WHAT YOU NEED TO DO =
Write out every entry exactly as it stands.

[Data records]
****************
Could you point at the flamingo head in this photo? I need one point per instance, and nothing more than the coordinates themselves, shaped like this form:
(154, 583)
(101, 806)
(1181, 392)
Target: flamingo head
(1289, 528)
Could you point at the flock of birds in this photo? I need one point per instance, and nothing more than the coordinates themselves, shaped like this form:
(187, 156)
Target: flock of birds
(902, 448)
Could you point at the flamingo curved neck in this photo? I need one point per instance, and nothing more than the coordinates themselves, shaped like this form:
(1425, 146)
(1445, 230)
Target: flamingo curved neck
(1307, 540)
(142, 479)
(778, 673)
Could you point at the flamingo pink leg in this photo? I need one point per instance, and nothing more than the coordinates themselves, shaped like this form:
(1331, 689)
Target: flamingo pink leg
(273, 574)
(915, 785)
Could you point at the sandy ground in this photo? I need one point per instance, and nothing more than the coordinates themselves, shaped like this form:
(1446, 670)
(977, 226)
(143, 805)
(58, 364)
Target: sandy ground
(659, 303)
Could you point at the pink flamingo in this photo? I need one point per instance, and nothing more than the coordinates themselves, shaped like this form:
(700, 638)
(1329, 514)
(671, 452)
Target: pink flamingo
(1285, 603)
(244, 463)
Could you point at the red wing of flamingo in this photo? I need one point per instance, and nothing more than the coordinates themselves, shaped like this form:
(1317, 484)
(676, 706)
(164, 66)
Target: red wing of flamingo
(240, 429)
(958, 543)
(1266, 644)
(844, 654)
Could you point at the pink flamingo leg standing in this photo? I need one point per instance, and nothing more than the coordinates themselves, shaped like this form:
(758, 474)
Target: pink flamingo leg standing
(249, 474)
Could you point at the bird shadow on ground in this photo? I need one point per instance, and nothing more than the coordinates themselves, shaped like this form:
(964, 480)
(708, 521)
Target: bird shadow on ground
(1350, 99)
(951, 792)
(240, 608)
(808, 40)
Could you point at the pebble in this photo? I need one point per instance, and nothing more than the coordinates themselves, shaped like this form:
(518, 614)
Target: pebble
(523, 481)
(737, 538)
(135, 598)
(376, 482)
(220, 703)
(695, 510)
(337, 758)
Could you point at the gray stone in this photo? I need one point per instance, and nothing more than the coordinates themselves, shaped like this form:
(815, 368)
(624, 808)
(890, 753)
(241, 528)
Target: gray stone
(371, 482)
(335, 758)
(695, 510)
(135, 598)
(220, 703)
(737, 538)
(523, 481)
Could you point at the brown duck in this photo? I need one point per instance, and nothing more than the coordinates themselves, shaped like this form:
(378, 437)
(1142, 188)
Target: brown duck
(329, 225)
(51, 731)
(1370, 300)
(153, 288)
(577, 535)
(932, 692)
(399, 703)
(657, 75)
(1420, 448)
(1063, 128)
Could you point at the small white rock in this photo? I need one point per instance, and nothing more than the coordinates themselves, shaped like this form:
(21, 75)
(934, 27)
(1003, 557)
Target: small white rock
****************
FINISHED ANSWER =
Could you point at the flamingo head in this photo? I need one point per instance, and nothing more than the coordinates themselves, shaped like this form:
(154, 583)
(101, 806)
(1181, 392)
Target: flamingo head
(1289, 528)
Could you point at the flock of birds in this photo? I need one point per instance, and nothing more than the coordinates themselves, shaped like this form:
(187, 156)
Target: flock of birds
(902, 448)
Could you point at the flamingo curved neck in this photo? I need one point per instance, and nothing more than the coordinates themselves, shaped like this form:
(1425, 146)
(1445, 230)
Target: flamingo curved neck
(1307, 540)
(142, 479)
(778, 673)
Could you point at the flamingo pink leg in this photo? I need one point per instance, and nothing more than the coordinates themselves, shaped like this form:
(1331, 689)
Target: flamingo pink leg
(273, 574)
(915, 785)
Could you point at the sandy ground in this photo? I need one point per instance, and nothing more than the coordinates themselves, shaped like this form:
(1446, 670)
(977, 226)
(143, 805)
(58, 364)
Target: sandy ground
(659, 303)
Could you point at the pink flamingo in this photo? I need one point per instance, and nothing more than the coordinates themselves, shaped like this form:
(700, 638)
(1329, 514)
(671, 452)
Target: pink flamingo
(1285, 603)
(244, 463)
Could you point at the red wing of flamingo in this photo? I need one point per instance, and nothing more than the coordinates themselves, shaped like this form:
(1317, 484)
(676, 706)
(164, 66)
Target: red wing of flamingo
(240, 429)
(958, 543)
(1266, 644)
(844, 654)
Could you point at the pink flamingo leg standing in this photo? I need one point per instance, and nothing more than the coordinates themselves, shaped like this form:
(758, 474)
Target: pink flamingo leg standing
(249, 474)
Could you point at the bird shadow on ground in this photo? I need one point per instance, and nothing more than the coordinates themselves, shaped like this form:
(964, 480)
(708, 521)
Target: bird shadow on ground
(1350, 99)
(951, 792)
(240, 608)
(808, 40)
Could you point at the pebble in this photo? I need one point per instance, and nothing more than the coordinates themselves, shaped like this form:
(518, 614)
Target: pebble
(523, 481)
(737, 538)
(135, 598)
(376, 482)
(220, 703)
(695, 510)
(337, 758)
Could you point at the gray stone in this photo? I need one point per instance, and nothing more than the coordinates themselves, shaped like this form:
(815, 368)
(624, 808)
(890, 753)
(241, 528)
Target: gray stone
(371, 482)
(335, 758)
(695, 510)
(135, 598)
(220, 703)
(737, 538)
(523, 481)
Could you point at the brown duck in this photo? I need one point per instance, and nothing more than the coordinates themselves, shaped like this form:
(378, 437)
(1142, 188)
Target: brown duck
(329, 225)
(51, 731)
(1370, 300)
(153, 288)
(577, 535)
(932, 692)
(399, 703)
(657, 75)
(1420, 448)
(1063, 128)
Could you point at the small white rock in this photo? I need one point per instance, and nothing more than the coordinates themselves, shaped like this form:
(21, 75)
(934, 27)
(1003, 557)
Target: small white rock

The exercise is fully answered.